Report each line of the entries that contains the word "rickshaw", copied in full.

> **Records shown**:
========================================

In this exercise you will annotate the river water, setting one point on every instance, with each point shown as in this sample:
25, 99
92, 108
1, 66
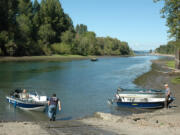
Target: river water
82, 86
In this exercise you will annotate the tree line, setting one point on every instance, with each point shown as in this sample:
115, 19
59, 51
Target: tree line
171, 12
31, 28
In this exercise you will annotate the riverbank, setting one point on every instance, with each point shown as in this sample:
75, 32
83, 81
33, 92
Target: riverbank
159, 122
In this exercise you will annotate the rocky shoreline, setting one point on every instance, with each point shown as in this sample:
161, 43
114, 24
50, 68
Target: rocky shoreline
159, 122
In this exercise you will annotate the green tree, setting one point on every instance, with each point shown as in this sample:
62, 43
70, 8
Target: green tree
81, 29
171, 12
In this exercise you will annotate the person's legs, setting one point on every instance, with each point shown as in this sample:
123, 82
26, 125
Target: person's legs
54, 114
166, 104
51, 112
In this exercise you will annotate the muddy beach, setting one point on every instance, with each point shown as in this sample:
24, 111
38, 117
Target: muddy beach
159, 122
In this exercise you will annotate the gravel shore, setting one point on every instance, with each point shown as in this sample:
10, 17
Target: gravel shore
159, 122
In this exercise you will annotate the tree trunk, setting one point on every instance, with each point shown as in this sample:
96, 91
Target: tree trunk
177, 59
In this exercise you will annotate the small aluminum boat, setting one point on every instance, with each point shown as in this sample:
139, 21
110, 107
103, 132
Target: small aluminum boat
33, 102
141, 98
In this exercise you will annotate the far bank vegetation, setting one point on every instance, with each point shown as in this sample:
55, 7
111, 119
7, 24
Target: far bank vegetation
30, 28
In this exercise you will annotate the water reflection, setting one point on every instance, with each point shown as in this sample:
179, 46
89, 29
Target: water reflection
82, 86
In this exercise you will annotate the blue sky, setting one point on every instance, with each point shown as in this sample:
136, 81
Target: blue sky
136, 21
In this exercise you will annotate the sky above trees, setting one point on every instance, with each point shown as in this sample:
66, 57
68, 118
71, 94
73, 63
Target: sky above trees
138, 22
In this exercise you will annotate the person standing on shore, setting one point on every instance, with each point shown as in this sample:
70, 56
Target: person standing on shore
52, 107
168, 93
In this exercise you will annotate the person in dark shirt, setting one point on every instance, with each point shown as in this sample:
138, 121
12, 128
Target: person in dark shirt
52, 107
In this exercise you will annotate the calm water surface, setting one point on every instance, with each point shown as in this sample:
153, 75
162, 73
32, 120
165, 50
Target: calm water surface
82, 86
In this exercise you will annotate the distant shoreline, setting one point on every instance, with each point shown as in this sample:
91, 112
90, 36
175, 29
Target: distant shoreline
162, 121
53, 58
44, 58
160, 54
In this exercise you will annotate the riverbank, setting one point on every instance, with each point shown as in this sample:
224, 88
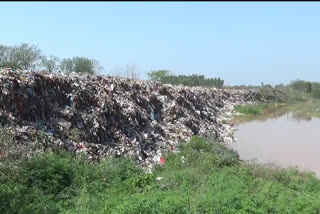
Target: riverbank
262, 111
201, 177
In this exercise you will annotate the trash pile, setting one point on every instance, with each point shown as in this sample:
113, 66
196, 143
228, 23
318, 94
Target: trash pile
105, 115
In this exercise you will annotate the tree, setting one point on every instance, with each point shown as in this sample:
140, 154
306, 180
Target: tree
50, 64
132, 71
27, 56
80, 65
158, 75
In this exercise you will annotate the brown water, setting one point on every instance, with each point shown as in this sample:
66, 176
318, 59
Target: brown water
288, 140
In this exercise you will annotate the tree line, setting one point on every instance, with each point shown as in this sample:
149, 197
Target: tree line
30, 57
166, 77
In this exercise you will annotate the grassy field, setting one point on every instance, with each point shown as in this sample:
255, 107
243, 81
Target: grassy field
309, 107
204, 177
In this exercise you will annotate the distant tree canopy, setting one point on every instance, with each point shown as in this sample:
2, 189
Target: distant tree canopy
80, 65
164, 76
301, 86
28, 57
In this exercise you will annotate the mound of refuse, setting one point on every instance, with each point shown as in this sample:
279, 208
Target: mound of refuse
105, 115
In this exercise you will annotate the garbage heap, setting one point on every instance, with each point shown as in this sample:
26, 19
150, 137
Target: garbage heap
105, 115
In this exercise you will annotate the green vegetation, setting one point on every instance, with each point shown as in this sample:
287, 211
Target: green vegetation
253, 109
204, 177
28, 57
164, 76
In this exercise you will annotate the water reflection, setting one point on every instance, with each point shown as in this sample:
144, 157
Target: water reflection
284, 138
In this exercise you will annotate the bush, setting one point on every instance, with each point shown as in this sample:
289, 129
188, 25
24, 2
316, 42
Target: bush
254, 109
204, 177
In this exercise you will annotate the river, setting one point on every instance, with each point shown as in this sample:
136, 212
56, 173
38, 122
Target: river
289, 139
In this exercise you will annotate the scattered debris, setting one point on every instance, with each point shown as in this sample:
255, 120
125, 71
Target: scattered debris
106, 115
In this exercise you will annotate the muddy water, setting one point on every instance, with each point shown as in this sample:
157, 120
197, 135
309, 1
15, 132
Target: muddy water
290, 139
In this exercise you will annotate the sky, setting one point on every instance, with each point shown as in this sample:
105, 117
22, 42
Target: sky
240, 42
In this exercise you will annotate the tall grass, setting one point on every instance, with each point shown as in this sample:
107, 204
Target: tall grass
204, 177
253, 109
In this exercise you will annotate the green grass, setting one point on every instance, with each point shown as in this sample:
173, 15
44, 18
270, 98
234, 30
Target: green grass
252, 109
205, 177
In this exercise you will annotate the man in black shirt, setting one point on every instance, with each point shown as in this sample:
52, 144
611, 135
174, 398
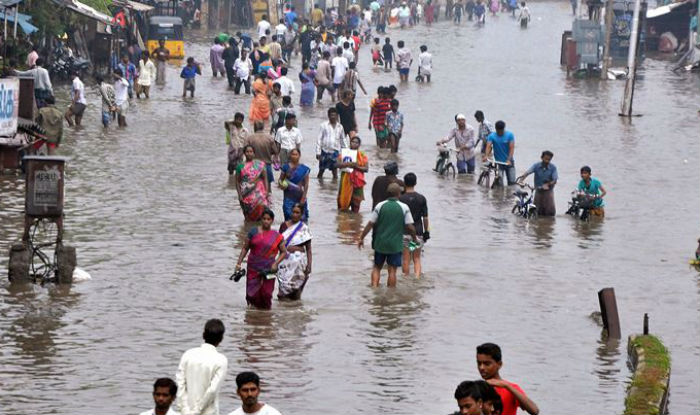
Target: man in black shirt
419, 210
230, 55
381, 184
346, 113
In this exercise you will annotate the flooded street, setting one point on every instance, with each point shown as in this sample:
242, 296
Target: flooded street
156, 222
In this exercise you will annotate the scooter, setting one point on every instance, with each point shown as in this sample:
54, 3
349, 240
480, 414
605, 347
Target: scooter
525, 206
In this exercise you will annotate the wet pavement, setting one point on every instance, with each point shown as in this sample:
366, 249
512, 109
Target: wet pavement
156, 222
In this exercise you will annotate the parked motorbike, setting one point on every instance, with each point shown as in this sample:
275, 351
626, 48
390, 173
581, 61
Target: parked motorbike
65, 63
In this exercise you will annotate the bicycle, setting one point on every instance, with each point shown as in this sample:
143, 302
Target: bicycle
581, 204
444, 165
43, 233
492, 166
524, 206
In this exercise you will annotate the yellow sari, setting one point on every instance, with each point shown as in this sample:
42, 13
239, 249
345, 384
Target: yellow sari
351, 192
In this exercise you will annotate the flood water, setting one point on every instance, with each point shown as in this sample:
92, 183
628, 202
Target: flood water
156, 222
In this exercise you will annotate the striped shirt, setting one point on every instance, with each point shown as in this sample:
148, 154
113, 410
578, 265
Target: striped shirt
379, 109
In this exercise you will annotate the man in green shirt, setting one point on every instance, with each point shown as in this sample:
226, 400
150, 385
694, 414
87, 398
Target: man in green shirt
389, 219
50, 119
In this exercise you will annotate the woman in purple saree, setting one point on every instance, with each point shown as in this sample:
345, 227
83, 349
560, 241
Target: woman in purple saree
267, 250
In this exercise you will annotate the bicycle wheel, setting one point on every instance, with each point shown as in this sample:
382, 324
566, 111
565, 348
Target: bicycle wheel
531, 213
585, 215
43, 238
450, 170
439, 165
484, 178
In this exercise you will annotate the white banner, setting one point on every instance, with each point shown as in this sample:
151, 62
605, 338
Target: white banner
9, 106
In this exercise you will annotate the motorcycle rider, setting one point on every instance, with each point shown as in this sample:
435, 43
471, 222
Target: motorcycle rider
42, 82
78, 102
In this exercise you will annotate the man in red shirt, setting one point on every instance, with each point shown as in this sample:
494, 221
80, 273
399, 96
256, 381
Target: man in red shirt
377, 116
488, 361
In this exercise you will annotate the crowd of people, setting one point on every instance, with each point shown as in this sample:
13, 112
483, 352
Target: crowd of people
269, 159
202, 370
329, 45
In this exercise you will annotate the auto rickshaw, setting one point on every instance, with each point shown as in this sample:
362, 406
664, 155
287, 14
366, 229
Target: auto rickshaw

========================================

> **Response to the task**:
In this exercise you will annotate the auto rickshaw, setting one point on every instance, with each point shown as in this sample:
Target: auto rickshaw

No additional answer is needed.